- Opening Delimiter -
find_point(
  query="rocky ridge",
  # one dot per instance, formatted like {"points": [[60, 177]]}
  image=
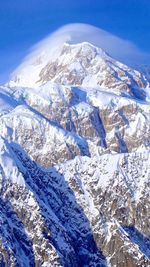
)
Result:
{"points": [[74, 158]]}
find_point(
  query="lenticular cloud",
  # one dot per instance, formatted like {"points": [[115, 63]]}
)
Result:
{"points": [[122, 50]]}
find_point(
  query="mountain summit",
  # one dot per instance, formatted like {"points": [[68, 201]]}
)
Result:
{"points": [[74, 161]]}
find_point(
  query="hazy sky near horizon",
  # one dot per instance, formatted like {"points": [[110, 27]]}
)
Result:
{"points": [[25, 22]]}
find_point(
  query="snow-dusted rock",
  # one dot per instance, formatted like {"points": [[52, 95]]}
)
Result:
{"points": [[74, 162]]}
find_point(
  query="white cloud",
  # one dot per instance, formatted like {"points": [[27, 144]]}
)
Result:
{"points": [[122, 50]]}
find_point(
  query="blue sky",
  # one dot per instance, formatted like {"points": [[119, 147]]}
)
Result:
{"points": [[25, 22]]}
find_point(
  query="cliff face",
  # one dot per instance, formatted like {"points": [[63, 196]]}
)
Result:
{"points": [[74, 162]]}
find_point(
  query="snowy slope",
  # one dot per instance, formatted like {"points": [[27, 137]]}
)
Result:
{"points": [[74, 161]]}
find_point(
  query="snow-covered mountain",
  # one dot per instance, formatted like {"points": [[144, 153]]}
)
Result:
{"points": [[74, 161]]}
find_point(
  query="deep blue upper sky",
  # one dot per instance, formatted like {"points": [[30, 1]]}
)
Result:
{"points": [[24, 22]]}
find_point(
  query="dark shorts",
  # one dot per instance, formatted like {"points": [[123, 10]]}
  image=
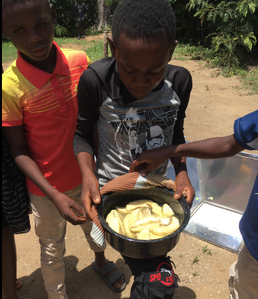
- Closing Delimiter -
Every line above goes into the copy unchanged; the pictures do not.

§ **Answer area**:
find_point(
  query="rocky ridge",
  # one dot per instance, formatted like {"points": [[60, 177]]}
  image=
)
Result:
{"points": [[74, 158]]}
find_point(
  query="lenticular cloud",
  # one dot per instance, formatted like {"points": [[115, 63]]}
)
Result:
{"points": [[122, 50]]}
find_point(
  query="mountain summit",
  # one dot per instance, formatted like {"points": [[68, 201]]}
)
Result:
{"points": [[74, 161]]}
find_point(
  query="hazy sky near horizon",
  # one dot per instance, formatted like {"points": [[110, 27]]}
)
Result:
{"points": [[25, 22]]}
find_point(
  query="snow-dusted rock",
  # one dot per instance, formatted like {"points": [[52, 95]]}
)
Result:
{"points": [[74, 162]]}
find_point(
  query="white cloud",
  # one dot per instance, formatted like {"points": [[27, 144]]}
)
Result:
{"points": [[122, 50]]}
find_point(
  query="blue sky",
  # one dot per instance, formatted like {"points": [[119, 147]]}
)
Result:
{"points": [[25, 22]]}
find_point(
  query="cliff face",
  # one dot per instance, formatted like {"points": [[63, 196]]}
)
Result:
{"points": [[74, 162]]}
find_point(
  query="snowy slope",
  # one dot per instance, formatted like {"points": [[27, 137]]}
)
Result:
{"points": [[74, 161]]}
find_point(
  query="snow-covered mountain",
  # one dot per instance, formatted like {"points": [[144, 153]]}
)
Result:
{"points": [[74, 161]]}
find_point(
  query="deep blue upper sky",
  # one dot per instance, formatted like {"points": [[30, 1]]}
)
Result:
{"points": [[24, 22]]}
find_point(
  query="dark shorts",
  # one dot per instance, formatted like {"points": [[123, 10]]}
  image=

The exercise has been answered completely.